(Brief):
Reproduce only the entries between the line holding "Tag the background tree line visible above." and the line holding "567;211;620;245", inclusive, with "cinder block" swapped for "concrete block" and every other character left unchanged.

**** Given records ****

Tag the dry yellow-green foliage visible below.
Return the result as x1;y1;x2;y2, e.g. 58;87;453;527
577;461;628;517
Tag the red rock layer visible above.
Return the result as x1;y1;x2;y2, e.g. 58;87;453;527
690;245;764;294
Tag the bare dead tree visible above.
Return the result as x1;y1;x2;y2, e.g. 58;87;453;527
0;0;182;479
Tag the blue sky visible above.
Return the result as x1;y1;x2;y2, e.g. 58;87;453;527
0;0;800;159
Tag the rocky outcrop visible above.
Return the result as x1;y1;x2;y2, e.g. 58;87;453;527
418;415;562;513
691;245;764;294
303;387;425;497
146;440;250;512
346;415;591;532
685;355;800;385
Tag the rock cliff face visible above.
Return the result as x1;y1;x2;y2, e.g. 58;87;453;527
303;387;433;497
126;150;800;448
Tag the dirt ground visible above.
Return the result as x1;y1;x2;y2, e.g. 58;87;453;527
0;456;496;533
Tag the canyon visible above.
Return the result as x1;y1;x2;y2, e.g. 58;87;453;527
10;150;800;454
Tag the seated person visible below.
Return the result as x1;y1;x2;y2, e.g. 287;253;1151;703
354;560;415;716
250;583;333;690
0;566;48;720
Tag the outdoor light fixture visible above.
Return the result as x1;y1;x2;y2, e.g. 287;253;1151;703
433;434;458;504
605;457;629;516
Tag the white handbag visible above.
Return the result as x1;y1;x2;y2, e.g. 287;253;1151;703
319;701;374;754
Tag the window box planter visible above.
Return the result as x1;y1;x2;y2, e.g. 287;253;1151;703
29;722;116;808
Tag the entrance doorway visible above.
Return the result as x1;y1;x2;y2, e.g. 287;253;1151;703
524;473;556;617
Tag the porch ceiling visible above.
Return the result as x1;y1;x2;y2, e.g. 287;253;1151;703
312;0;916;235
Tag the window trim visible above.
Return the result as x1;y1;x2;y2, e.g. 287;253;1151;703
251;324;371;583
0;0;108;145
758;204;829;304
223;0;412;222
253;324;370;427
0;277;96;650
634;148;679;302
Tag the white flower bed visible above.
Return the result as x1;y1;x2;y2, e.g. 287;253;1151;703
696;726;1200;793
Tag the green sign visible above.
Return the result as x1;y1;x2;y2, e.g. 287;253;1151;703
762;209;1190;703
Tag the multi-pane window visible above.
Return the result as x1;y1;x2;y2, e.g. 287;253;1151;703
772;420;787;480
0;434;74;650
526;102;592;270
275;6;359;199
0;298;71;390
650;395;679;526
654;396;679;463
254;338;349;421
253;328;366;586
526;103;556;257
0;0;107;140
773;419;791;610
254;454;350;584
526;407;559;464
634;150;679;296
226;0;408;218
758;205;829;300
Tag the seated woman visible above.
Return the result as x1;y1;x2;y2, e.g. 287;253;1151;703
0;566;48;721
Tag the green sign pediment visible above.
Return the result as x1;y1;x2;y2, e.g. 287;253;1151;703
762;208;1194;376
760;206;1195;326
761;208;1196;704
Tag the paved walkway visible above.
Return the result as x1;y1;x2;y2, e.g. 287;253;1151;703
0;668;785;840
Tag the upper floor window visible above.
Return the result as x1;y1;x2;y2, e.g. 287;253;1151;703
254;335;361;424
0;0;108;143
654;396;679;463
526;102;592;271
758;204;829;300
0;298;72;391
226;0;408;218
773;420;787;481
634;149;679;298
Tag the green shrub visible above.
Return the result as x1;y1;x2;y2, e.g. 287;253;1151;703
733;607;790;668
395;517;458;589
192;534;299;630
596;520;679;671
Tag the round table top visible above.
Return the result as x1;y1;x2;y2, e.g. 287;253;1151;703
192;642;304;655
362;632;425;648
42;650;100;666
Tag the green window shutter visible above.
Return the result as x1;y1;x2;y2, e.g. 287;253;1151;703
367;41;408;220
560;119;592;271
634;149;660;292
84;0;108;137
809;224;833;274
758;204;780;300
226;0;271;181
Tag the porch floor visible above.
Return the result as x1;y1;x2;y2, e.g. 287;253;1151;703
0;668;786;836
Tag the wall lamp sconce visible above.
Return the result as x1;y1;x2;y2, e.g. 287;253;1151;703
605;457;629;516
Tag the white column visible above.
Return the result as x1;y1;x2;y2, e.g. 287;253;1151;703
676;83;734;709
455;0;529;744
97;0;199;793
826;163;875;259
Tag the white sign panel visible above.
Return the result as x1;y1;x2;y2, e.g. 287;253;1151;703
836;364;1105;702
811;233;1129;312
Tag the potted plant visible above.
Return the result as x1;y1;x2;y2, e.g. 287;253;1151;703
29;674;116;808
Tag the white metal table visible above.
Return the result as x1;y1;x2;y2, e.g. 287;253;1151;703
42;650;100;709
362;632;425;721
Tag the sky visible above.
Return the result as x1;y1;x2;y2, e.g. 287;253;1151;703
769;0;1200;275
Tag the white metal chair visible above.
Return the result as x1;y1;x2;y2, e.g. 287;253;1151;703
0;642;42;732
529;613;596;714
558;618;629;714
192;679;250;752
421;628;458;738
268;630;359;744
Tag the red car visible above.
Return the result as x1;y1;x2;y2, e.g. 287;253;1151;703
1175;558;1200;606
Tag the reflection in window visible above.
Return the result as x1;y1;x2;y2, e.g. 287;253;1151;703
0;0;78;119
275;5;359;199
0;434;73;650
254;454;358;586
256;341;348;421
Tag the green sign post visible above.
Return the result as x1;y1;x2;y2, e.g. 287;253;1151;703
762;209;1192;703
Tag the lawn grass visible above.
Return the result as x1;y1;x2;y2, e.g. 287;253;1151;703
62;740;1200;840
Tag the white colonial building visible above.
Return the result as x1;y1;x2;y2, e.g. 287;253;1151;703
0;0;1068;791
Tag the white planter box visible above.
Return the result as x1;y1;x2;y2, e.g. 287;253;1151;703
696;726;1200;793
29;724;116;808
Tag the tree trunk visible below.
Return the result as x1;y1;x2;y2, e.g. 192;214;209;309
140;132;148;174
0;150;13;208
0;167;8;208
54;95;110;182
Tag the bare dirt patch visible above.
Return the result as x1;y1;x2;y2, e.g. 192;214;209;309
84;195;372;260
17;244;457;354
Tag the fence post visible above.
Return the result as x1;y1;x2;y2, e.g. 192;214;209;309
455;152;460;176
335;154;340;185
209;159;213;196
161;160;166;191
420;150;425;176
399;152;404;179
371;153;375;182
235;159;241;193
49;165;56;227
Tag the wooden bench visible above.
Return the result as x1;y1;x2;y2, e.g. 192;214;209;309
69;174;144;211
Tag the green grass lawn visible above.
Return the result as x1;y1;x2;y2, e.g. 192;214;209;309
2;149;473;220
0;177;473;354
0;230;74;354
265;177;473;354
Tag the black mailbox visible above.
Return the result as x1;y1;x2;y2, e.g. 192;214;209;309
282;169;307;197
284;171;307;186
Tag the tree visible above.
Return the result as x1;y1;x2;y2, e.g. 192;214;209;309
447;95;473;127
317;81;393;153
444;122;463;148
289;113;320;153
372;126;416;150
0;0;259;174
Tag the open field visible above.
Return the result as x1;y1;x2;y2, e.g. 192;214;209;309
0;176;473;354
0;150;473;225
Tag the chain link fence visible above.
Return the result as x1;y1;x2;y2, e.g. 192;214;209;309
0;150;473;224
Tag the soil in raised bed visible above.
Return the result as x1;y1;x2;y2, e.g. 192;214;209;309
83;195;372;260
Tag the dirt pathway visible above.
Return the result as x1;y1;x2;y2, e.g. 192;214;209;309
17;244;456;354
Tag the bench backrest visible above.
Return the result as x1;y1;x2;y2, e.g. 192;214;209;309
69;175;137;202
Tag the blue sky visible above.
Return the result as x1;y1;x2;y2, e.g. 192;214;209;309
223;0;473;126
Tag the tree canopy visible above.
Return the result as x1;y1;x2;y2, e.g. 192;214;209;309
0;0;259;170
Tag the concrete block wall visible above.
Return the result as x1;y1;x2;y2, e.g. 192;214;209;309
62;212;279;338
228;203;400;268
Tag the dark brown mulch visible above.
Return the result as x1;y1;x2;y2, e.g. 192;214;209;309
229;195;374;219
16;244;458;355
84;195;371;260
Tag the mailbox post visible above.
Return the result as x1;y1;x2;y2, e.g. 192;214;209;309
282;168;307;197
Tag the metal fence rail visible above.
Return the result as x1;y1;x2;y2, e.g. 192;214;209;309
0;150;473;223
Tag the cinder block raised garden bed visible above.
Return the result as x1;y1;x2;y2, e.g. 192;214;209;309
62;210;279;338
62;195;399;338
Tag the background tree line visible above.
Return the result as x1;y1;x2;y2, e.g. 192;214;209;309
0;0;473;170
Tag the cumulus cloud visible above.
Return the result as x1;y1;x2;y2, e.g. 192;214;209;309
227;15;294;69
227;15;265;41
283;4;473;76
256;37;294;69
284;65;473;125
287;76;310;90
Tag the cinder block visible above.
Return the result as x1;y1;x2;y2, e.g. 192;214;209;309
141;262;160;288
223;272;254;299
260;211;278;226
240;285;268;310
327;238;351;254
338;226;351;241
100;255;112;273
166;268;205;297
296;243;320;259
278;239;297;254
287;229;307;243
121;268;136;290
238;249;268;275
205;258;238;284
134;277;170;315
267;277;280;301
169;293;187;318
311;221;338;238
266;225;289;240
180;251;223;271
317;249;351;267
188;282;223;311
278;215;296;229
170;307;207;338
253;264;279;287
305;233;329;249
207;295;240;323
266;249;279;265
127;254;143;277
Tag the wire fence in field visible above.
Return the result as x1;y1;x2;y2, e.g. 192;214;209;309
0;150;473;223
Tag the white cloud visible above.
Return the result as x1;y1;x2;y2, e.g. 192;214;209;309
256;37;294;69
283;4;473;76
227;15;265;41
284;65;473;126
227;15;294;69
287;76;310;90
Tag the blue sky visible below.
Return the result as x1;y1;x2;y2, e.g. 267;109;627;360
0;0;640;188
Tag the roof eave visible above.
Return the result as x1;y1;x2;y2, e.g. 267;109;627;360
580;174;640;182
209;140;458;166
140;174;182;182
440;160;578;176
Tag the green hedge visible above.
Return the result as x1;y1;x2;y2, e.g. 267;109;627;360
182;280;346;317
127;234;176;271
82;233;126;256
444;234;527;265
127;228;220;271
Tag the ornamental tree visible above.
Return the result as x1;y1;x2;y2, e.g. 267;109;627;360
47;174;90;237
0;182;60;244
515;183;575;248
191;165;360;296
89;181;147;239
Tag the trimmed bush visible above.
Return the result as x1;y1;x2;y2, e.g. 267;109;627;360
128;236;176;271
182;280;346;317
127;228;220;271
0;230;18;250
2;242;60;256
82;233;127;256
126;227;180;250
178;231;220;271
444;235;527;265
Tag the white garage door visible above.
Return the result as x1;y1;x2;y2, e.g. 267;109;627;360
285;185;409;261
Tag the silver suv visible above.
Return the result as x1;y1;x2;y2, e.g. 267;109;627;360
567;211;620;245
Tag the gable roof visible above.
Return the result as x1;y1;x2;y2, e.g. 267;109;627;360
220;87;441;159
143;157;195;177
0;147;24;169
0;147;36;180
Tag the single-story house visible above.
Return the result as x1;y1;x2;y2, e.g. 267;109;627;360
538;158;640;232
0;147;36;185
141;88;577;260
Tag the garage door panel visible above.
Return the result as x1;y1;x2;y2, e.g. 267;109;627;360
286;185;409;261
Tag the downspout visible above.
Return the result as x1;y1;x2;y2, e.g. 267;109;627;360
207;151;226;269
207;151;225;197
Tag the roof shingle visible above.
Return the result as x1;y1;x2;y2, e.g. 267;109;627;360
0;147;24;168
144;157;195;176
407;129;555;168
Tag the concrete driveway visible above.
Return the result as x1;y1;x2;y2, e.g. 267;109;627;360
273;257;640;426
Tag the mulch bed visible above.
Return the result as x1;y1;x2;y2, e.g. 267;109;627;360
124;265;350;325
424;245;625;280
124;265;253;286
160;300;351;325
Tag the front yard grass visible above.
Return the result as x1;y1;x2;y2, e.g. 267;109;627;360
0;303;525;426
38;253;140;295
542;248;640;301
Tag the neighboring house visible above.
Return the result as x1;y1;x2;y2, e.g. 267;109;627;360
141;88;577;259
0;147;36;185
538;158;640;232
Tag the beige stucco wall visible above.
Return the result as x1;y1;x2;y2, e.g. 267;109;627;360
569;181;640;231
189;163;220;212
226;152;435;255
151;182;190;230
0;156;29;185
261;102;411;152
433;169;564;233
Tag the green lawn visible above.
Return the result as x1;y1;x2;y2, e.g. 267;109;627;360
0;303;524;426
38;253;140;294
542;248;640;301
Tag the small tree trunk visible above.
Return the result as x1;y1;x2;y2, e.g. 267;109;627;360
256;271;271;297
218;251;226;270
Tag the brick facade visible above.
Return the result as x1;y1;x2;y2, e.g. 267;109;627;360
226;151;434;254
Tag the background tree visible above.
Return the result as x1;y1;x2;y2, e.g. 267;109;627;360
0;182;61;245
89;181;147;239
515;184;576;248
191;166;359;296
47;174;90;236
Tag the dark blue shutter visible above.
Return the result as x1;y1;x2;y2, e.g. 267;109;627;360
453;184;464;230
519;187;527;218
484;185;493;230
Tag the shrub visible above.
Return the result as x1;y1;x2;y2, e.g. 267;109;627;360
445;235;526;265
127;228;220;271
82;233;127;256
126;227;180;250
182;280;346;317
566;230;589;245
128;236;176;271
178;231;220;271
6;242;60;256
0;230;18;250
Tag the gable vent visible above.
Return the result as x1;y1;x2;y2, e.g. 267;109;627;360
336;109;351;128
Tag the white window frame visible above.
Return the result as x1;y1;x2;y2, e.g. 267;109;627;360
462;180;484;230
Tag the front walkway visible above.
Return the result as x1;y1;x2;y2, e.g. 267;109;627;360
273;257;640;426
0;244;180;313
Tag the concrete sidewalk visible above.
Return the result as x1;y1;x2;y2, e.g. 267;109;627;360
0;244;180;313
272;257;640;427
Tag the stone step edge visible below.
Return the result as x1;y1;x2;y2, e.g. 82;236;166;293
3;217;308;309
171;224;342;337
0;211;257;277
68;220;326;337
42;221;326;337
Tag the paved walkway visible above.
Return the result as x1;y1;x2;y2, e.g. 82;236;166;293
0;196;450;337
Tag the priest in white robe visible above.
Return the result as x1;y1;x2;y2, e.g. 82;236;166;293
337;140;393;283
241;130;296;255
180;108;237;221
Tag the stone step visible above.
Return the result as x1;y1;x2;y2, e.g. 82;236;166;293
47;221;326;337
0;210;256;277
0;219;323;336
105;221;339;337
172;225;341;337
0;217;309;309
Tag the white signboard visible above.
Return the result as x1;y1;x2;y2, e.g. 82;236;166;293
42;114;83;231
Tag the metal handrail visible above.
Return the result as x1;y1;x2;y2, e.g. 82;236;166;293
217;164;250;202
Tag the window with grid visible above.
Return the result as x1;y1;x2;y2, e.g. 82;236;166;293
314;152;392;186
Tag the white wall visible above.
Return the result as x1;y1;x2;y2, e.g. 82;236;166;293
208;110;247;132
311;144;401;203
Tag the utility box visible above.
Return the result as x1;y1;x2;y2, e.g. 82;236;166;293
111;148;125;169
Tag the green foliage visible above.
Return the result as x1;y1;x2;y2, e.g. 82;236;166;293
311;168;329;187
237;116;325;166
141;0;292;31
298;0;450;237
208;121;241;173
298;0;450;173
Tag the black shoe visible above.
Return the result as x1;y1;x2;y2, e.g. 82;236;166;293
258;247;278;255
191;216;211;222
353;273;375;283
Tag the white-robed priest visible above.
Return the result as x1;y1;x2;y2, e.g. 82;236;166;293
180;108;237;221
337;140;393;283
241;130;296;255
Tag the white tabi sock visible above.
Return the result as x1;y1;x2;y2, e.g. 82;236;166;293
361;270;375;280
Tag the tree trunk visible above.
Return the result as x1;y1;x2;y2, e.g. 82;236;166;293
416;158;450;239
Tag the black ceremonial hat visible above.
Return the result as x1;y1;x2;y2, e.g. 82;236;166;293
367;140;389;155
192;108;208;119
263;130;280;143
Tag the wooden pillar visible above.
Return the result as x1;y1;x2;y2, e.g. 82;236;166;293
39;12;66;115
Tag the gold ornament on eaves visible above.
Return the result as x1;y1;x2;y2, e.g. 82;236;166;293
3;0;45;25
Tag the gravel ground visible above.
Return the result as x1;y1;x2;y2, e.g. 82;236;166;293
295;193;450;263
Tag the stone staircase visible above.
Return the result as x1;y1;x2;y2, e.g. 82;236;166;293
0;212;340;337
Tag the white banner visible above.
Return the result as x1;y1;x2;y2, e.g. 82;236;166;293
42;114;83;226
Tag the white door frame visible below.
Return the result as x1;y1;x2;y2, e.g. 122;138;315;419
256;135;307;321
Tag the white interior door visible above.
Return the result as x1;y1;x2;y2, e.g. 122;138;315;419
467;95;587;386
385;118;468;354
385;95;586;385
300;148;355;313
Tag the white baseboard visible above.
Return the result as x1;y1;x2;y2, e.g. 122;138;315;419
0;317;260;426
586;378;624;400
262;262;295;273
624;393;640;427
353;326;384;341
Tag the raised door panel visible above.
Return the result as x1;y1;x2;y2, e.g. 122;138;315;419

****

(Response to this task):
Tag the background tree line visible above.
Return the result as x1;y1;x2;y2, e.g. 192;214;209;309
0;0;473;170
Tag the cumulus cloud visible above.
Return the result as x1;y1;x2;y2, e.g. 192;214;209;309
227;15;294;69
227;15;265;41
283;4;473;76
256;37;294;69
284;65;473;125
287;76;310;90
Tag the concrete block visible above.
Return the result as x1;y1;x2;y2, e.g. 192;214;209;309
141;262;160;288
223;272;254;299
260;211;278;226
240;285;268;310
327;238;351;254
338;226;351;241
100;255;112;273
166;268;205;297
296;243;320;259
278;239;297;254
287;229;307;243
121;268;136;290
238;249;268;275
205;258;238;284
134;277;170;315
267;277;280;301
169;293;187;318
311;221;338;238
266;225;289;240
180;251;223;271
317;249;351;267
188;282;223;311
278;215;296;229
170;307;207;338
253;264;279;287
305;233;329;249
207;295;240;323
266;249;279;265
127;254;143;277
Tag the wire fence in field visible above.
Return the result as x1;y1;x2;y2, e.g. 192;214;209;309
0;150;473;223
Tag the white cloud visible above.
Return the result as x1;y1;x2;y2, e.g. 192;214;209;309
256;37;294;69
283;4;473;76
227;15;265;41
284;65;473;126
227;15;294;69
287;76;310;90
Tag the blue sky visible below.
Return the result as x1;y1;x2;y2, e.g. 267;109;627;360
0;0;640;188
Tag the roof eave visible above.
Return the result as x1;y1;x2;y2, e.g. 267;109;627;360
580;174;640;182
209;140;458;166
140;174;182;182
440;160;578;176
Tag the green hedge visible above.
Return the result as x1;y1;x2;y2, e.g. 267;109;627;360
182;280;346;317
127;234;176;271
82;233;126;256
444;234;527;265
127;228;220;271
Tag the ornamental tree visible above.
Return the result as x1;y1;x2;y2, e.g. 267;109;627;360
47;174;90;237
0;182;60;244
515;183;575;248
191;165;360;296
89;181;147;239
Tag the trimmed bush visible above.
Return the result as x1;y1;x2;y2, e.g. 267;109;627;360
128;236;176;271
182;280;346;317
127;228;220;271
0;230;18;250
2;242;60;256
82;233;127;256
126;227;180;250
178;231;220;271
444;235;527;265
Tag the white garage door visible above.
Return the result as x1;y1;x2;y2, e.g. 267;109;627;360
285;185;409;261
Tag the silver suv visible above.
Return the result as x1;y1;x2;y2, e.g. 267;109;627;360
567;211;620;245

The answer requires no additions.